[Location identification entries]
===============

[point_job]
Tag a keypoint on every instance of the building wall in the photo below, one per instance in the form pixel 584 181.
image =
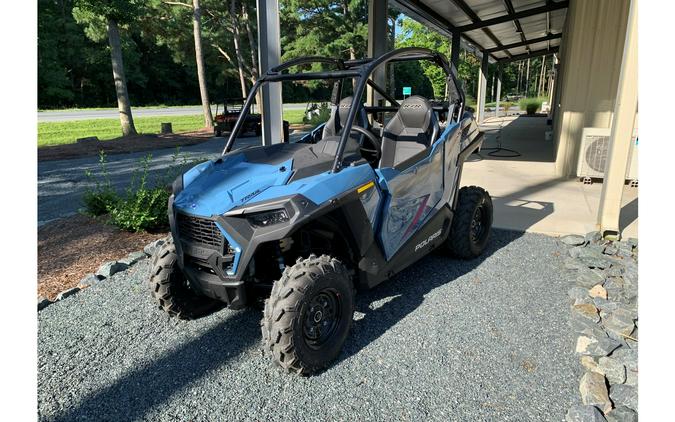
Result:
pixel 590 61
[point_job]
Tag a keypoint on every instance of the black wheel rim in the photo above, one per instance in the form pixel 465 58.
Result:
pixel 322 318
pixel 479 224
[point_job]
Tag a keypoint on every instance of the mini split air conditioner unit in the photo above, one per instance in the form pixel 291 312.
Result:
pixel 593 155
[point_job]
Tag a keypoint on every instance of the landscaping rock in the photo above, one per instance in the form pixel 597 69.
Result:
pixel 586 311
pixel 595 346
pixel 593 237
pixel 66 293
pixel 584 414
pixel 109 268
pixel 620 322
pixel 615 270
pixel 627 357
pixel 625 395
pixel 614 287
pixel 625 250
pixel 622 414
pixel 573 264
pixel 589 363
pixel 594 391
pixel 598 291
pixel 153 247
pixel 43 302
pixel 605 305
pixel 599 262
pixel 577 293
pixel 575 252
pixel 573 240
pixel 613 370
pixel 133 258
pixel 587 328
pixel 89 280
pixel 631 378
pixel 611 249
pixel 590 278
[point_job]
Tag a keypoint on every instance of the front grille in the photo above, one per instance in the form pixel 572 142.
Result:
pixel 199 230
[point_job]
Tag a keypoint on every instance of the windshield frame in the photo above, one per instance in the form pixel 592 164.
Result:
pixel 361 70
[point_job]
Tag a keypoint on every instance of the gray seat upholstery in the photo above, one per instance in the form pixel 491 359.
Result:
pixel 339 115
pixel 412 130
pixel 333 128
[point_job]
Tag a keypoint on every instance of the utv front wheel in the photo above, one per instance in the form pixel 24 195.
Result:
pixel 173 292
pixel 308 315
pixel 471 223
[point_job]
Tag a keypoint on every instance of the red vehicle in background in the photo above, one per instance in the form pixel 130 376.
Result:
pixel 225 120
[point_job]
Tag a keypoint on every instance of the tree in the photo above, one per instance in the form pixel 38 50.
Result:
pixel 414 34
pixel 199 57
pixel 109 14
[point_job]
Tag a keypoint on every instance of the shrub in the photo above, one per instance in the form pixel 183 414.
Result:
pixel 102 196
pixel 530 105
pixel 143 206
pixel 321 115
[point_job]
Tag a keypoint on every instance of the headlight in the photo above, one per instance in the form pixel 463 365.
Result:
pixel 267 218
pixel 177 185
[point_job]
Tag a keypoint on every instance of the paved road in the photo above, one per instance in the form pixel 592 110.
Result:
pixel 62 183
pixel 113 113
pixel 446 340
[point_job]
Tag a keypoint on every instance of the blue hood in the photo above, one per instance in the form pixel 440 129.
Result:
pixel 215 187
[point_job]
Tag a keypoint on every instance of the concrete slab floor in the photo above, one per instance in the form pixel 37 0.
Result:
pixel 526 194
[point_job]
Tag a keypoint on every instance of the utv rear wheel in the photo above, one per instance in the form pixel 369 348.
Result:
pixel 308 315
pixel 173 292
pixel 471 223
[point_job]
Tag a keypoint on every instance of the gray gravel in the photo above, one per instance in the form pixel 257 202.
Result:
pixel 444 340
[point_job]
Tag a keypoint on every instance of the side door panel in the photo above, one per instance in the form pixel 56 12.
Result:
pixel 412 194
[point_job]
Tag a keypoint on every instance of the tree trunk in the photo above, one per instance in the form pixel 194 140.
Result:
pixel 542 76
pixel 123 104
pixel 390 67
pixel 255 70
pixel 199 56
pixel 237 48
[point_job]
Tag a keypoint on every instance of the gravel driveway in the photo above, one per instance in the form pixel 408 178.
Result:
pixel 443 340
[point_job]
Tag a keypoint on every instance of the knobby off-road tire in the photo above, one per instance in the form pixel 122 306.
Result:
pixel 471 223
pixel 172 291
pixel 308 315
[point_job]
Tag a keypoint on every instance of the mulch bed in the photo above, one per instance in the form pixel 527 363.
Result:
pixel 123 145
pixel 70 248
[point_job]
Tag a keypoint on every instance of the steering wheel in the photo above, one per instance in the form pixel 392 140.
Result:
pixel 376 146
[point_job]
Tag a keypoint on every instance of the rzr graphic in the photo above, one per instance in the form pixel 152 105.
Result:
pixel 300 226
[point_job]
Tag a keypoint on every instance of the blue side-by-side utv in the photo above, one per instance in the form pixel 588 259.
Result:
pixel 302 226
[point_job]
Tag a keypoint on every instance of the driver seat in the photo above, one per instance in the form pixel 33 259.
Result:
pixel 412 130
pixel 333 128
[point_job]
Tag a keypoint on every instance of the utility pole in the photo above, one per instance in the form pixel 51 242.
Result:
pixel 527 79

===============

▶ _GOAL_:
Reproduce all the entries that precede this task, word for word, minus any pictures.

▶ _TASK RESULT_:
[point_job]
Tag a keypoint on every instance of the building wall in the photo below, one per instance in the form pixel 584 181.
image =
Result:
pixel 590 61
[point_job]
Tag a keypoint on every instance of the black wheel rim in the photo above, one per instance in the form pixel 465 58.
Result:
pixel 322 318
pixel 479 224
[point_job]
Tag a keypoint on every instance of the mini split air conditioner unit in the photo above, one per instance in the form pixel 291 312.
Result:
pixel 593 155
[point_job]
Tag a keypoint on every instance of the landscaping rock in the photo above, one per instance in the form pixel 597 69.
Result:
pixel 586 311
pixel 595 346
pixel 593 237
pixel 66 293
pixel 584 414
pixel 109 268
pixel 620 322
pixel 615 270
pixel 627 357
pixel 625 395
pixel 614 287
pixel 625 250
pixel 622 414
pixel 573 264
pixel 589 363
pixel 594 391
pixel 598 291
pixel 153 247
pixel 43 302
pixel 605 305
pixel 599 262
pixel 577 293
pixel 575 252
pixel 573 240
pixel 613 370
pixel 133 258
pixel 587 328
pixel 89 280
pixel 631 378
pixel 611 249
pixel 590 278
[point_job]
Tag a keypoint on every instance of the front grille in the photo above, one per instance in the form pixel 572 142.
Result:
pixel 199 230
[point_job]
Tag a keypoint on every instance of the windshield frame in the photo above, one per instance in the form pixel 592 164.
Result:
pixel 361 70
[point_job]
Tag a keypoint on every instance of the gray seat upholstery in the photo above, one per instance in the form pixel 491 359.
Result:
pixel 339 115
pixel 412 130
pixel 333 128
[point_job]
Tag a keypoint on every instance of the utv front wheel in the photo above, one per instance in the form pixel 24 195.
Result:
pixel 173 292
pixel 308 315
pixel 471 223
[point_job]
Tag a keypoint on every instance of the red vehicle in background in the photo above, one per instance in the form pixel 130 376.
Result:
pixel 225 120
[point_job]
Tag a keypoint on every instance of the tree in the photo above, one per instance in the form pixel 38 50.
Result:
pixel 414 34
pixel 199 57
pixel 109 14
[point_job]
Tag a keypoint on every instance of the shrub in the photo above, one per instance in the form pixel 183 414.
Result:
pixel 102 196
pixel 530 105
pixel 143 206
pixel 321 115
[point_job]
Tag a keypoint on every instance of the headlight in the photo above, one per instance in the form pixel 463 365.
Result:
pixel 267 218
pixel 177 185
[point_job]
Tag a keypoint on every instance of the paved road in the photo above, one per instance in the form pixel 592 110.
Result:
pixel 62 183
pixel 113 113
pixel 446 340
[point_job]
Tag a keypoint on every instance of the blue hood in the photo above, one per instance in the form pixel 440 129.
Result:
pixel 215 187
[point_job]
Tag a keypoint on every instance of the concrete slab floor in the photo above, one per instance in the form pixel 37 0.
Result:
pixel 526 194
[point_job]
Tag a keypoint on every instance of the utv rear wheel in the photo above, one per instance in the form pixel 369 348.
Result:
pixel 308 315
pixel 173 292
pixel 471 223
[point_job]
Tag a keypoint on every instance of the gray gravel in the photo above, one per instance in the form pixel 257 202.
Result:
pixel 444 340
[point_job]
Tag a keypoint on every instance of the side door panel in the photo above, one per instance in the form pixel 56 12.
Result:
pixel 412 194
[point_job]
Tag a keypoint on every instance of the tree trunk in the photo above, one per instance in the form pixel 194 140.
Result:
pixel 542 76
pixel 123 104
pixel 390 67
pixel 255 70
pixel 199 56
pixel 237 48
[point_job]
Tag a keypoint on every instance of the gravel driveway in the photo above, one per instance in the form pixel 408 178.
Result:
pixel 443 340
[point_job]
Tag a keypoint on every instance of the knobby off-road tire in the photo above, one per instance in the form pixel 122 306.
Result:
pixel 471 223
pixel 172 291
pixel 308 315
[point_job]
Tag a keypoint on every instance of the mulch bed in the photo above, one per instance in the form pixel 527 363.
Result:
pixel 123 145
pixel 70 248
[point_job]
Tag a keypoint on every instance of the steering wheel in the photo above, one per instance in the form pixel 392 140.
Result:
pixel 376 146
[point_job]
Tag a keypoint on every instance of the rzr graphic in the photo above, one per instance in the form pixel 152 105.
Result:
pixel 300 226
[point_job]
Tag a keypoint on every instance of the blue side-by-side utv in the photo above, one per instance in the form pixel 588 259.
Result:
pixel 302 226
[point_job]
Tag a keypoint on every instance of the driver seat in the photo above, one per instance in the form pixel 33 259.
Result:
pixel 412 130
pixel 333 128
[point_job]
Tag a keypoint on every instance of the utility pole in the photo above, one per instance in the form pixel 51 242.
Result:
pixel 527 79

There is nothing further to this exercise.